Computer vision as analysis by synthesis has a long tradition and remains central to a wide class of generative methods. In this top-down approach, vision is formulated as the search for parameters of a model that is rendered to produce an image (or features of an image), which is then compared with image pixels (or features). The model can take many forms of varying realism but, when the model and rendering process are designed to produce realistic images, this process is often called inverse graphics. In a sense, the approach tries to reverse-engineer the physical process that produced an image of the world.

stevetk · on March 18, 2018

> I thought it was interesting the same technique (convolution) was used in two different applications: photoshop/gimp for image filters and in convolutional neural networks (CNNs). What is the purpose of convolution in CNNs?

IMO, convolution in CNNs would be better denoted as correlation. In CNNs the feature maps are convolved (correlated), eg swept over the image and multiple at each spot with the results being accumulated, in order to find where in the image these filters fit. The output produces a map of how strongly each filter (there are usually multiple in a convolution layer, that is the third dimension of the layer), fits with the image. These become the weights passed onto the next layers.

As an electrical engineer by training, who used convolution all the time, I didn't understand how the two were related, especially because of the third dimension.

I read this https://adeshpande3.github.io/A-Beginner%27s-Guide-To-Unders... and that lead me to how I understand it today.

jasonmp85 · on March 18, 2018

The writing quality in these docs is absolutely terrible.

jake_the_third · on March 18, 2018

English is likely not the first language of the volunteer who wrote these docs. If you want better documentation, I encourage you to write it yourself.

The project needs all the help it can get.

jasonmp85 · on March 18, 2018

I assumed as much am not belittling the skills of a non-native speaker. I was just sort of surprised that a project that has been around so long hasn’t had better attention paid to its docs (my biggest FOSS experience is with PostgreSQL which is a bit of an outlier in just how good its docs are).

Const-me · on March 18, 2018

I wonder who and why would use the feature?

These matrices are slow. Many kernels used in practice are separable https://blogs.mathworks.com/steve/2006/11/28/separable-convo... and therefore much faster to compute than a generic convolution matrix.

Also the UI is hard to use. 25 edit boxes is a lot.
· · · · · · ·
■ TASKS TO COMPLETE
1. In the convolution discussion, print everything from "jake_the_third · on" down to "write it yourself.".
2. Translate this sentence from the convolution discussion into Spanish: "The project needs all the help it can get."
3. Answer these questions from the convolution discussion:
(a) According to stevetk, what would convolution in CNNs be better denoted as?
(b) Which project does jasonmp85 name as his biggest FOSS experience?
(c) How many edit boxes does Const-me mention?
The records play no part in this work and can be left unread.

■ ITEMS
· · · · · · ·
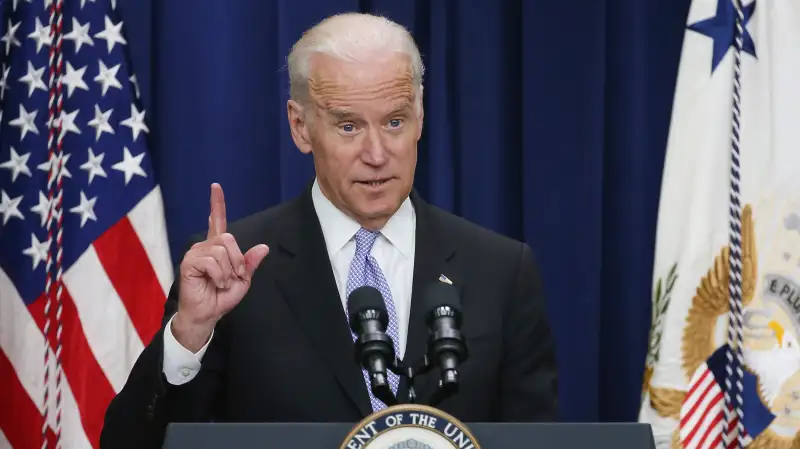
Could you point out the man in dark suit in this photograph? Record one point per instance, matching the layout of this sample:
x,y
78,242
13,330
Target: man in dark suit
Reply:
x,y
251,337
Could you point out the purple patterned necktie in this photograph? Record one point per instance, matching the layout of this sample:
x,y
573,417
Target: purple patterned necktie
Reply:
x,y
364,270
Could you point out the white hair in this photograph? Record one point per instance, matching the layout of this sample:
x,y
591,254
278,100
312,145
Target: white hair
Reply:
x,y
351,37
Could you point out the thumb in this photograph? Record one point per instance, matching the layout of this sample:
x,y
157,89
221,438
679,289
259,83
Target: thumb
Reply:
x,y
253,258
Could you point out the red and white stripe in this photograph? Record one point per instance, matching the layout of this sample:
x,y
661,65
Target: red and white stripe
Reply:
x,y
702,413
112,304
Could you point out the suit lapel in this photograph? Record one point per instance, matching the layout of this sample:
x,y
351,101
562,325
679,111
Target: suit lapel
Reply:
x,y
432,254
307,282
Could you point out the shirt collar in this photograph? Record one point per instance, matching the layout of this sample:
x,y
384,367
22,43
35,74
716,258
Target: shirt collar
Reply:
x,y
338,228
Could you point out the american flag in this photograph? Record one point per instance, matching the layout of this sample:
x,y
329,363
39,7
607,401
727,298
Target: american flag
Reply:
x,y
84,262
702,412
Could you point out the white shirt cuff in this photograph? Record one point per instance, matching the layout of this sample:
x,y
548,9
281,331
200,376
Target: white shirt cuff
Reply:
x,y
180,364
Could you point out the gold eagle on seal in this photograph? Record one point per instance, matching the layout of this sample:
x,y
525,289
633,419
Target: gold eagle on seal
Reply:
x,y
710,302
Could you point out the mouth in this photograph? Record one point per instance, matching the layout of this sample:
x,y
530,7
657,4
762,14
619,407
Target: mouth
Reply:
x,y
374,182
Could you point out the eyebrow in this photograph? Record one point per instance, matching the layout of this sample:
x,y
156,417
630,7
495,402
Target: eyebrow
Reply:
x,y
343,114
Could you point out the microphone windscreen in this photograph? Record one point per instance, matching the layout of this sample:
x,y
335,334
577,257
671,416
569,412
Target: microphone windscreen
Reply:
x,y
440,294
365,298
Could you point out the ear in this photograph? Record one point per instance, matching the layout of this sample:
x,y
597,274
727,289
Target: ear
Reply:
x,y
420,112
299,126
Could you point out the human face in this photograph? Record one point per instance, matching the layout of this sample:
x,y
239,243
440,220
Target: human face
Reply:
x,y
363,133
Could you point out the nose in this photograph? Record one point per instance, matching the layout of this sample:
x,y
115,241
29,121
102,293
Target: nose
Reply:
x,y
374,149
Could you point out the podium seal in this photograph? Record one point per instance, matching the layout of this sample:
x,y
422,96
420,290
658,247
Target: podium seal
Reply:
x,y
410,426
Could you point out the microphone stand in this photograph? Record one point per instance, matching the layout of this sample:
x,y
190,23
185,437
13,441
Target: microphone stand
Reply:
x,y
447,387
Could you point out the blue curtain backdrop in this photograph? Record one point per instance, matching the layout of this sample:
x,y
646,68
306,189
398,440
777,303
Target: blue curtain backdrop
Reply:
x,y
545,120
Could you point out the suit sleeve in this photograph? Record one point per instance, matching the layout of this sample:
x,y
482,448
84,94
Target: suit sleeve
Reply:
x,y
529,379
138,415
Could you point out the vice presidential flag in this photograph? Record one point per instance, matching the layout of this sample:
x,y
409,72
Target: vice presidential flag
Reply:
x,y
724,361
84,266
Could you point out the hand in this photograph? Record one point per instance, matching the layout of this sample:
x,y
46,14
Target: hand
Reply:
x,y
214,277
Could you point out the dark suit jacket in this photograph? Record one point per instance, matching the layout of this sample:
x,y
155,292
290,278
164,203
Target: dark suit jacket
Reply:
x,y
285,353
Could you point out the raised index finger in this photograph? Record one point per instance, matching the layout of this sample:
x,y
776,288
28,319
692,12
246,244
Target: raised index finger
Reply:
· · · · · · ·
■ RESPONSES TO THE TASKS
1.
jake_the_third · on March 18, 2018

English is likely not the first language of the volunteer who wrote these docs. If you want better documentation, I encourage you to write it yourself.

2. El proyecto necesita toda la ayuda que pueda conseguir.

3.
(a) Correlation.
(b) PostgreSQL.
(c) 25.